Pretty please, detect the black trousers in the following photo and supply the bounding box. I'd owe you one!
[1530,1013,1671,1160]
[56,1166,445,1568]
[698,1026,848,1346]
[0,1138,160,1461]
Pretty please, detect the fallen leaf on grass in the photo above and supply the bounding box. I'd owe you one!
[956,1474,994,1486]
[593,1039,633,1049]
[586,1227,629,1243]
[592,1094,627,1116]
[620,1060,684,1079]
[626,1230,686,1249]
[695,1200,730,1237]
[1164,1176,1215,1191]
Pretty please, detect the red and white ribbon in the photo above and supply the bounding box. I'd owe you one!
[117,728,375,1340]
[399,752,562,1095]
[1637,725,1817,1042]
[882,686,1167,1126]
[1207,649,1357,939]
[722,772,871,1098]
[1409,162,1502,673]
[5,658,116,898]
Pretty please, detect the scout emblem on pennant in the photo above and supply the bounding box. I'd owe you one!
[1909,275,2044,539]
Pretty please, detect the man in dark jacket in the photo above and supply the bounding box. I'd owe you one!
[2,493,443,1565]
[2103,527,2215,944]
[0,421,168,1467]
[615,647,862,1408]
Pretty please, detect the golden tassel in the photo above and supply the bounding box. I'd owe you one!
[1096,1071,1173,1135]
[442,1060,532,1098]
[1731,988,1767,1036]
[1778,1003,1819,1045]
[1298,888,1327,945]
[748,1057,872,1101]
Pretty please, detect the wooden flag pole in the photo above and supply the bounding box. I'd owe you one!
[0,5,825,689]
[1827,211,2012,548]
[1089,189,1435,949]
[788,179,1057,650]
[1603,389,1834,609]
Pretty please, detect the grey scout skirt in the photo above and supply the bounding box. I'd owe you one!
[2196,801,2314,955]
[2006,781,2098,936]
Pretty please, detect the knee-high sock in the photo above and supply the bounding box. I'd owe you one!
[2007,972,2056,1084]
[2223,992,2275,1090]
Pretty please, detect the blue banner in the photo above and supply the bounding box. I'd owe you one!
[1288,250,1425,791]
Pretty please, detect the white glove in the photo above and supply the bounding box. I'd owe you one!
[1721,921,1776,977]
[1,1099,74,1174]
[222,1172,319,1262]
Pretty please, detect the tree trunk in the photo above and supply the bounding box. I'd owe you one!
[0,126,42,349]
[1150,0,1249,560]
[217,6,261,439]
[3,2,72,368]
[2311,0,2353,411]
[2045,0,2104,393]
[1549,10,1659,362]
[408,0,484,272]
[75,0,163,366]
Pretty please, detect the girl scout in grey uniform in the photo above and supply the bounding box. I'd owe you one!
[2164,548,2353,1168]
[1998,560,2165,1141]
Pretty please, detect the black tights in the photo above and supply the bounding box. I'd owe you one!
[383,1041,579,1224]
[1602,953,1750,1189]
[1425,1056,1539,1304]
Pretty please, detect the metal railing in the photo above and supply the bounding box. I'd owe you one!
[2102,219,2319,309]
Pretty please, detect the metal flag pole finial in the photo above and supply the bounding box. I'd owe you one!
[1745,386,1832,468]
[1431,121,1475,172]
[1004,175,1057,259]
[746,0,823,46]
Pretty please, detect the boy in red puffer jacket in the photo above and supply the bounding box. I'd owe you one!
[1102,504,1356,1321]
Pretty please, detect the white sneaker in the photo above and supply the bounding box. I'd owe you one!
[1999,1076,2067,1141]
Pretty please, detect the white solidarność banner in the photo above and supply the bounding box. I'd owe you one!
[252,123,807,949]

YOUR ASSIGNMENT:
An exact copy of the listing is the goal. Transcribe it in full.

RESPONSE AREA:
Pretty please, detect the black trousers in the following photo and supply the bounding box. I'd owe you one!
[1530,1013,1671,1160]
[56,1166,445,1568]
[698,1026,848,1346]
[0,1138,160,1461]
Pretty please, detect the fallen leaf on grass in the photo above and supply the bounding box. I'd owe you one!
[956,1474,994,1486]
[593,1039,633,1049]
[586,1227,629,1243]
[592,1094,627,1116]
[620,1060,684,1079]
[626,1230,686,1249]
[695,1200,730,1237]
[1164,1176,1215,1191]
Pretty please, detect the red and white ribbon in the photo above and supply the bounding box. I'd owe you one!
[117,728,375,1340]
[399,752,562,1095]
[1637,725,1817,1042]
[882,686,1167,1126]
[1207,649,1357,939]
[722,772,871,1098]
[1409,162,1502,673]
[5,658,116,898]
Pretty please, detect the scout emblem on pennant in the photo above and supply the bounding box. I'd owe you one!
[1909,275,2044,539]
Pretty please, detect the man in dark jacket in the photo above and supply the bounding box. I'd owe you one!
[2,493,443,1565]
[2103,527,2215,944]
[0,421,168,1467]
[615,647,862,1408]
Pretty please, detect the golden tassel in the photo above and supply the bounding box. I'd owe you one!
[1096,1071,1173,1135]
[442,1060,532,1098]
[1731,988,1767,1036]
[1778,1003,1819,1045]
[1298,888,1327,945]
[748,1057,872,1101]
Pretty please, detect the wooden flag pole in the photo above and supply the bounding box. I'd owe you one!
[0,5,825,689]
[1827,211,2012,548]
[1089,189,1435,949]
[788,179,1057,650]
[1603,389,1834,609]
Pretty please, detect the grey scout skirt in the photo above and supply the bounding box. I'd owe you one!
[2196,801,2314,955]
[2006,781,2098,936]
Pretty please, detect the knee-high sock in the photo above and supply the bounding box. I'd owe you one!
[2007,972,2056,1084]
[2223,992,2275,1090]
Pretty please, detect the blue banner in the photo above and supply the bounding box. I'd owe you one!
[1288,250,1425,791]
Pretty please, detect the white glove in the photo above and supply the bounding box. I'd owe you one!
[1721,921,1776,977]
[1,1099,74,1174]
[222,1172,319,1262]
Pretty please, detect the tree trunk in the photo above and supply the bounding box. I'd owe you one!
[0,126,42,349]
[1150,0,1249,560]
[217,6,261,439]
[3,2,72,368]
[2311,0,2353,411]
[2045,0,2104,393]
[1549,10,1659,362]
[408,0,484,272]
[75,0,163,366]
Pretty please, detect the girl scout in grey uniform in the photo above and supply the bounding box. I'd owe you one!
[2164,548,2353,1168]
[1998,560,2165,1141]
Pretty please, detect the black tights in the photo above and supply the bounding box. I'd owe you one!
[383,1041,579,1224]
[1602,953,1750,1189]
[1425,1056,1539,1304]
Pretty please, detect the metal railing in the photo above and supply the bounding box. I'd owe you one!
[2102,219,2319,309]
Pretty please, detect the metal flag pole finial in the photo above and supply the bounding box. I'd owe you one!
[1745,386,1832,468]
[1431,121,1475,172]
[1004,175,1057,259]
[746,0,823,46]
Pretty please, detect the boy in red puffer jacket in the photo above and supply the bounding box. I'd owe you one!
[1102,504,1356,1321]
Pretty please, detect the white sneaker in the photo above and supply the bounding box. I'd owe you one!
[1999,1076,2067,1141]
Pretty please, detect the white solidarność banner in the photo above and supply the bounding box. I'd owe you one!
[252,123,807,949]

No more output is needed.